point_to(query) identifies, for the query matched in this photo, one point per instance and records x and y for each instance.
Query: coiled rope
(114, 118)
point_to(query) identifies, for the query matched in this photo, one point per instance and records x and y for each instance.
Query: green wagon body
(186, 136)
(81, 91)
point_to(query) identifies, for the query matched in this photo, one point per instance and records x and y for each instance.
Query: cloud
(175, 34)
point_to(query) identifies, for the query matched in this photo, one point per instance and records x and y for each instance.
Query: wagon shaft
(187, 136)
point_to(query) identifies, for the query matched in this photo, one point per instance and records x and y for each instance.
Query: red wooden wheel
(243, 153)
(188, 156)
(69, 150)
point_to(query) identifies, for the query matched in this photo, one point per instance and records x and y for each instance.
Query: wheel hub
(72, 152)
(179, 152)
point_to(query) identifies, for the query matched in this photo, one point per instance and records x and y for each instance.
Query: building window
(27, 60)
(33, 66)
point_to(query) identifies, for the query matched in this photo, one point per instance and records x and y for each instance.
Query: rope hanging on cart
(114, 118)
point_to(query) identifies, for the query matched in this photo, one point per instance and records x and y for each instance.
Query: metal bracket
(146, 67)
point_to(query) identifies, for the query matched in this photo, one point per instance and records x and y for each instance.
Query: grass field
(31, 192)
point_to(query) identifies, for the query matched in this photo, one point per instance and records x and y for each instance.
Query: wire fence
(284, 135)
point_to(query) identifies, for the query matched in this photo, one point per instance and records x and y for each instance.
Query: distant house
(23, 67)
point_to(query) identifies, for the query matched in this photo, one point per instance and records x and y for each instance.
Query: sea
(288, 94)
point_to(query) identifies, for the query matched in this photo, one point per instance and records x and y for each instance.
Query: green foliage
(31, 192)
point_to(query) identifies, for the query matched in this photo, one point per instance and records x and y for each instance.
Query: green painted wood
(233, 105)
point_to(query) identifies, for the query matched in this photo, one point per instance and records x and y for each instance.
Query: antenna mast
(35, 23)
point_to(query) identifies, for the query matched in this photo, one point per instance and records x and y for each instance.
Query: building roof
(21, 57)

* What is needed *
Each line of the records belongs in the answer, reproduced exactly.

* Task output *
point_to(query) identifies, for the query matched in this photo, one point per instance and records x and y for each instance.
Query: coiled rope
(114, 118)
point_to(query) identifies, for the query matched in this photo, one point per instance and records x and y for each instance.
Query: green wagon body
(186, 136)
(81, 91)
point_to(query) identifies, for the query matched in this photo, one point per instance and records x and y for each instance.
Query: cloud
(175, 34)
point_to(query) identifies, for the query matched in this photo, one point per instance and records x and y for each instance.
Query: wagon shaft
(187, 136)
point_to(query) identifies, for the query matched in this photo, one point per instance and records x and y for each instance.
Query: red wooden wheel
(243, 153)
(188, 156)
(69, 150)
point_to(query) identifies, for the query matched in this photo, one point per instance and records x and y for each instance.
Query: wheel hub
(72, 152)
(179, 152)
point_to(query) identifies, for the query matched in this photo, one point per instance and records x and y for each instance.
Query: building window
(27, 60)
(33, 66)
point_to(query) identifies, for the query matched in this photo, one point per instance and records x and y for each instance.
Query: rope hanging on cart
(114, 118)
point_to(query) identifies, for the query matched in this photo, one point per instance and records x and y for each instance.
Query: metal bracket
(146, 67)
point_to(query) identifies, for the query matched in this photo, one point per instance and records x and y for each instance.
Query: grass field
(31, 192)
point_to(query) identifies, for the query matched in this photo, one point per instance and records x and y for each instance.
Query: wire fence
(284, 135)
point_to(query) identifies, for the query matched in this photo, one point per instance and records x and y for each instance.
Query: distant house
(23, 67)
point_to(query) identifies, for the query matched in this photo, one point per instance and records x and y for each instance.
Query: sea
(288, 94)
point_to(query) identifies, for the query matched in this photo, one point per instance and records x and y for each instance.
Query: green foliage
(31, 192)
point_to(query) identifies, for the query matched in this photo, one point per instance and records x and y for each instance.
Query: green painted wood
(233, 105)
point_to(query) identifies, for the query matched in this photo, one point per instance and records x and y for each instance.
Query: antenna mast
(35, 23)
point_to(query) identifies, for the query matched in this photo, one point per instance and records x and y for each instance.
Query: building roof
(21, 57)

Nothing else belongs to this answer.